* Text passage:
<<<<

Welcome to our CaringBridge website. We are using this site to keep family and friends updated in one place. We appreciate your continued prayers and words of hope and encouragement.
On Monday, March 19, 2018 Mak went unconscious while in weight training class at Campbell High School. Thankfully, his close friends (Connor, Mason and Michael) and his Lacrosse trainer, (Sam Viola) immediately called 911 when Mak did not respond to a sternum rub. Mak was rushed to Kennestone Hospital where scans indicated there was bleeding on his brain. Emergency surgery was performed to relieve the pressure on his brain. It was determined that Mak suffered an intracerebral hemorrhage due to the rupture of a congenital arteriovenous malformation (or brain AVM). Because his bleed was so massive, he suffered not only a brain injury, but also a hemorrhagic stroke. Based on where the bleed occurred, deep in his left frontal lobe, the doctors let us know that he would likely suffer deficits to he is speech and paralysis to his right side. Mak also was immediately intubated (on a ventilator) to assist with his breathing. They were also hopeful though that since he was young and athletic, recovery was promising. However, Mak did not awaken when expected; he remained in an obtunded state which is between conscious and unconscious. Because of his state, they were unable to perform any breathing trials to see if he could breathe on his own and he was being fed intravenously. On day 9, Mak was still obtunded, thus doctors performed a tracheotomy (for breathing) and percutaneous endoscopic gastrostomy (PEG tube) for feeding via his abdomen wall. We learned that there were several benefits to this route of care for him. There is less chance for infection, less pain killers required, better recovery progress and it was safer for him in case his brain did not recall how to swallow properly once the breathing tube was removed, which ended up being the case.

>>>>

[Dataset entries]
<<<<

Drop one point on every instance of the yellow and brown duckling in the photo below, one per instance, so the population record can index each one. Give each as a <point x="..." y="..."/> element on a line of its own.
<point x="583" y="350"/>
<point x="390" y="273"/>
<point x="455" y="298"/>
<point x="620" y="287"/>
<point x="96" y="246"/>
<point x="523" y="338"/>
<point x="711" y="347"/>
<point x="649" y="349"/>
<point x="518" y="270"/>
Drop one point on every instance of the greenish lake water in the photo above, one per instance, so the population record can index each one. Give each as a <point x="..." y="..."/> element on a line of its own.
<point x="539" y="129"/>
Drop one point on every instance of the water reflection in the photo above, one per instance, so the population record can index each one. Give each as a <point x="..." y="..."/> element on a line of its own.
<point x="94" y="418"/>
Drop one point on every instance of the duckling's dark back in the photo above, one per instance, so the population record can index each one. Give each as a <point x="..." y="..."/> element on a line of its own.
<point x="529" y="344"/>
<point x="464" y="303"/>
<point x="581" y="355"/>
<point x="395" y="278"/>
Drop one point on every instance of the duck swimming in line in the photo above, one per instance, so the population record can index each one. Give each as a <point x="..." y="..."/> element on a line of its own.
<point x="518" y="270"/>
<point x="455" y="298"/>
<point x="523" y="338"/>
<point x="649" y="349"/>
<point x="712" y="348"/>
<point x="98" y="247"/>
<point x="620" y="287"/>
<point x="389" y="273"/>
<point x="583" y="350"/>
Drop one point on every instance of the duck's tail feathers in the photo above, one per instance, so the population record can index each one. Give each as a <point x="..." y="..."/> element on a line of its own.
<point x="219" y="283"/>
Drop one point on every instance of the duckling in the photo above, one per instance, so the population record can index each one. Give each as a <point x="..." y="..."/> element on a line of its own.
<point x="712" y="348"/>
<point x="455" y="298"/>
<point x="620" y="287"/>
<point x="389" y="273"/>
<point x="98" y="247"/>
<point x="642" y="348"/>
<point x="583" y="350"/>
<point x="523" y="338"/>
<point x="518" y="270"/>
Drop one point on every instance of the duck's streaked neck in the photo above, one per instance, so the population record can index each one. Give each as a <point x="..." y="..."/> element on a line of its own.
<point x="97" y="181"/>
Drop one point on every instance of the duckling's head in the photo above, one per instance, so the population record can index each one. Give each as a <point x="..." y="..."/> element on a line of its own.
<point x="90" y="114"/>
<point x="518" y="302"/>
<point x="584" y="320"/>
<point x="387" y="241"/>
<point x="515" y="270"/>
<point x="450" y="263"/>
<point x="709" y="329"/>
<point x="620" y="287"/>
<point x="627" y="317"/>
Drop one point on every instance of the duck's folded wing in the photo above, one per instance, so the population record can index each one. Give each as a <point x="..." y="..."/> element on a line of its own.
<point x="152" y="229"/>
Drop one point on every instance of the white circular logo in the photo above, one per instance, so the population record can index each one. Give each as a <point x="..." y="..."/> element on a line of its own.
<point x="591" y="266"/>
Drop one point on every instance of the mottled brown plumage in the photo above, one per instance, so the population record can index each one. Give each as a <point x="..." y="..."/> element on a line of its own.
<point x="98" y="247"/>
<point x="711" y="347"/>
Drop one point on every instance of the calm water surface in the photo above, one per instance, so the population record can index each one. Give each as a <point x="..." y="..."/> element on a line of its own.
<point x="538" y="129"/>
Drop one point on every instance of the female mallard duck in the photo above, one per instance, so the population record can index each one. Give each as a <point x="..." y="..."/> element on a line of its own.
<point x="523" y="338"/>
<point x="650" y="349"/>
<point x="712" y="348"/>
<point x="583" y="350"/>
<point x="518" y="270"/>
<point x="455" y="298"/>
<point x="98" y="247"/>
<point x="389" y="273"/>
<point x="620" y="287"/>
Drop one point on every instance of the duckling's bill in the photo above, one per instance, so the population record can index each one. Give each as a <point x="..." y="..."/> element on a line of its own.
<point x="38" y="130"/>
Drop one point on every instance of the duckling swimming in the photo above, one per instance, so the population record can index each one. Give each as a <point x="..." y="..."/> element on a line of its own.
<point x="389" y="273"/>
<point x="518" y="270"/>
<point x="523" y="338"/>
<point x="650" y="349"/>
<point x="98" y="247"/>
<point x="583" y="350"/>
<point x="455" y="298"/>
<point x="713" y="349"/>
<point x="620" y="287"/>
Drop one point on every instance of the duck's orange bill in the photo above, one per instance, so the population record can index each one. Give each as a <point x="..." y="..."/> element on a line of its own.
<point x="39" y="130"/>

>>>>
<<<<

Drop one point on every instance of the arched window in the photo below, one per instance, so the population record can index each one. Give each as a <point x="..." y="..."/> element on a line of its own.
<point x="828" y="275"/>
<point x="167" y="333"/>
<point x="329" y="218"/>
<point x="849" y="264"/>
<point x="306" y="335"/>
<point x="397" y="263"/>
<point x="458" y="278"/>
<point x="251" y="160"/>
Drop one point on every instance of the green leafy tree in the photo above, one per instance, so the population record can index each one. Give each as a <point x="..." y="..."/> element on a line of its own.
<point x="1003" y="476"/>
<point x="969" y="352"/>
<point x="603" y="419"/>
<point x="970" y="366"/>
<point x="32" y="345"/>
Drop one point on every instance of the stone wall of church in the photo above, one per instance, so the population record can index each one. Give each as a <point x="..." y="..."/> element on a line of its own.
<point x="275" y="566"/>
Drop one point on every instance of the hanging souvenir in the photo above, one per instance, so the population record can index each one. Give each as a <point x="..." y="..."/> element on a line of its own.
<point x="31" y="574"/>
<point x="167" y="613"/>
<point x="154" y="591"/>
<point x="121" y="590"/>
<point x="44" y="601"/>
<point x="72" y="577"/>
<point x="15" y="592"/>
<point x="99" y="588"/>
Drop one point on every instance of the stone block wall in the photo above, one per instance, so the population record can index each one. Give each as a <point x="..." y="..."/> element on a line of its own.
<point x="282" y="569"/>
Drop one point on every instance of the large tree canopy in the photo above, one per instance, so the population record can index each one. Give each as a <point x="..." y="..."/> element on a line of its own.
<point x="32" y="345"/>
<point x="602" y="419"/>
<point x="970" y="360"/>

>>>>
<<<<

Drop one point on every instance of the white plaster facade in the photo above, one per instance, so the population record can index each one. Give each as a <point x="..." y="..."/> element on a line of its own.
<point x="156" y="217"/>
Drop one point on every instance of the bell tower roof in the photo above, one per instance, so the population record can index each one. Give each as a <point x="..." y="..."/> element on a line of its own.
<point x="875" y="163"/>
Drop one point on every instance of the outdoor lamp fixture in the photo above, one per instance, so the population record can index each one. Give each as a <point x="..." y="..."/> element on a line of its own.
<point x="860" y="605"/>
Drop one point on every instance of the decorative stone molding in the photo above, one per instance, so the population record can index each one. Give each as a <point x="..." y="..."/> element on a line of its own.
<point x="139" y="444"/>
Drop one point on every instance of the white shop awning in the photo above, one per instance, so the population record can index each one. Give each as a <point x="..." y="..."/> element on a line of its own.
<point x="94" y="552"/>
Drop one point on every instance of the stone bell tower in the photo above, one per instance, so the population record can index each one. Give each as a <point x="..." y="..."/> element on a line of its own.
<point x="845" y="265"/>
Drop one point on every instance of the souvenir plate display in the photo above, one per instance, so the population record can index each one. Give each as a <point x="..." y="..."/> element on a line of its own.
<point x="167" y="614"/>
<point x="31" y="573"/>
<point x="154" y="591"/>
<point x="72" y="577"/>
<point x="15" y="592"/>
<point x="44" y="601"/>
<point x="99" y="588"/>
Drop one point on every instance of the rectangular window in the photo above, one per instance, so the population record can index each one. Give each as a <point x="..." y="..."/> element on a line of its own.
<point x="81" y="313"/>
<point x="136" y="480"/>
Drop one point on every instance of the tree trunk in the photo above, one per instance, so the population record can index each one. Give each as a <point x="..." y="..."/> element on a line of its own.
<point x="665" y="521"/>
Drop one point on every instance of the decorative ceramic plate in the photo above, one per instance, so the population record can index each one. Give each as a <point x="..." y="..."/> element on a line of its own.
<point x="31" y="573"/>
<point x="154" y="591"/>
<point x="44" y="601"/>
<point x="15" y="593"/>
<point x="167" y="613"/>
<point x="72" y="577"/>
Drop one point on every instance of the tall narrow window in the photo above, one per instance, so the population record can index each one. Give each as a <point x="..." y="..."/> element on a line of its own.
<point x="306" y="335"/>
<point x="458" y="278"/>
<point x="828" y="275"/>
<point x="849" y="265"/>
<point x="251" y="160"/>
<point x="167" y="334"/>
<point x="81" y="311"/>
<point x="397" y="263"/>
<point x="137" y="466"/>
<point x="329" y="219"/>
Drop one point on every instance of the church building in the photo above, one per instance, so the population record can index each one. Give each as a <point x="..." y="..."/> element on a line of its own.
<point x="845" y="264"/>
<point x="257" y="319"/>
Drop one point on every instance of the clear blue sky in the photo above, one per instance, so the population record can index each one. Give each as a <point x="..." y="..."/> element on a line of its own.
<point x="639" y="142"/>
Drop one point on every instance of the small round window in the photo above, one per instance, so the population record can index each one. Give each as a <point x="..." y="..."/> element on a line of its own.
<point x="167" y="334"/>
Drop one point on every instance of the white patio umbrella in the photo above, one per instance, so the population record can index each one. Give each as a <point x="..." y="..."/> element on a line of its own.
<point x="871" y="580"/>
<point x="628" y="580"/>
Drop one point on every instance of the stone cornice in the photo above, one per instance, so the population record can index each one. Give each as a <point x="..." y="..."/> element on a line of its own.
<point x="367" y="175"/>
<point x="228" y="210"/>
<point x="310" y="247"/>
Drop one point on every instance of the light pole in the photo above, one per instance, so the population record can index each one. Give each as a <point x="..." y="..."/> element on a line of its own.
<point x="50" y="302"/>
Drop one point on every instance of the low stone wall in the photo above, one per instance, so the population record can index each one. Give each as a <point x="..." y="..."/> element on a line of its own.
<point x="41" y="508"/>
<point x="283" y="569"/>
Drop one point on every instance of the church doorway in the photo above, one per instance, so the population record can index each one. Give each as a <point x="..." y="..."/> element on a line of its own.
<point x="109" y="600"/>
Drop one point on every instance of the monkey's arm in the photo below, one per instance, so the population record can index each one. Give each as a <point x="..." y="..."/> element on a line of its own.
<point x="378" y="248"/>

>>>>

* Task instructions:
A – Decide whether each statement agrees with the CaringBridge update about Mak. For each, answer yes or no and quote the deciding words of the update. (i) Mak went unconscious during lacrosse practice. (ii) The bleed occurred deep in Mak's left frontal lobe. (iii) The tracheotomy was performed on day 9.
B – According to the CaringBridge update about Mak, which hospital was he rushed to?
C – Carry on the CaringBridge update about Mak from where it stops.

* Responses by task:
A –
(i) No: "Mak went unconscious while in weight training class at Campbell High School"
(ii) Yes: "Based on where the bleed occurred, deep in his left frontal lobe"
(iii) Yes: "On day 9, Mak was still obtunded, thus doctors performed a tracheotomy (for breathing)"

B – Kennestone Hospital.

C –
On April 9th, Mak was considered medically stable and admitted to the Shepherd Center ICU because he was still on the ventilator. Within an hour of being there, Shepherd had him off the ventilator and he was able to breathe on his own! Hallelujah! Mak was moved out of ICU on April 11th to regular room in the Acquired Brain Injury Unit. On April 20th, Mak was determined to have emerged from his "coma like" state. Praise God!
As of April 30th, Mak was still on a feeding tube, but was starting to have some movement in his extremities. He could wiggle his toes, stretch his fingers and give a thumbs up. He also has was fully aware of what was going on and recognized us! He frequently smiled at his friends and grinned at jokes. He totally was getting funny situations and he was grinning when we teased him. His biggest challenge was to learn to swallow again so that the trach and the feeding tube could be removed. He was also not able to talk due to the trach. He was also challenged with painful muscle spasms that his medical team were trying to figure out how to rid him of or manage them. Because he had much to re-learn regarding mobility and movement of his limbs, he was confined to his bed and his wheelchair. On June 7th, Mak was able to have the trach removed and began re-learning to eat, drink and just generally swallow so that he could have his feeding tube removed. Due to where his injury was in the left from lobe, Mak's speech was impaired and we learned that even without the trach, talking again would be a challenge. However, on July 26th we heard Mak's voice for the first time since the injury when he sang with his sister, Jadyn. A different part of the brain is used when singing versus talking and it was a glorious day to hear his voice again! Tears of joy to hear his sweet voice!
Six months after his injury, on Sept 7th, Mak was discharged home from Shepherd Center. He began outpatient therapy at Shepherd Pathways in Decatur on Sept. 10th. On Sept. 20th, Mak underwent stereotactic radio surgery (also called radiation therapy) to treat the AVM (and aneurysm) in his brain. The doctor says it could take up to three years for the AVM and aneurysm to disappear and on average it takes two years. He will regularly have to be checked via MRI and MRA to monitor progress. Until it is gone there is always a chance of a re-bleed so we ask that everyone please faithfully pray that the AVM and aneurysm disappear quickly and there is no re-bleed as it will further damage his brain or worse, be fatal.
After working really hard, Mak was finally able to master swallowing enough food and liquids to sustain himself so on Nov. 11th, Mak had his feeding tube removed. Hallelujah!
Mak was discharged from Shepherd Pathways in Dec. 2018. Since then he has continued physical, occupational and speech therapy at CHOA and One Point Physical Therapy. He also works hard at home using a home program prescribed by his OT, goes to aqua therapy, receives neuromuscular massage therapy and flotation therapy, and participates in neuro-feedback, PNF stretching, and uses a vestibular chair at his chiropractor. All of this in an effort to re-gain his ability to walk, talk and use his arms and hands, in other words, to become independent again so that he can attend college by himself. Despite these challenges, he remains positive, joyful, faithful and courageous and for that, we are so thankful.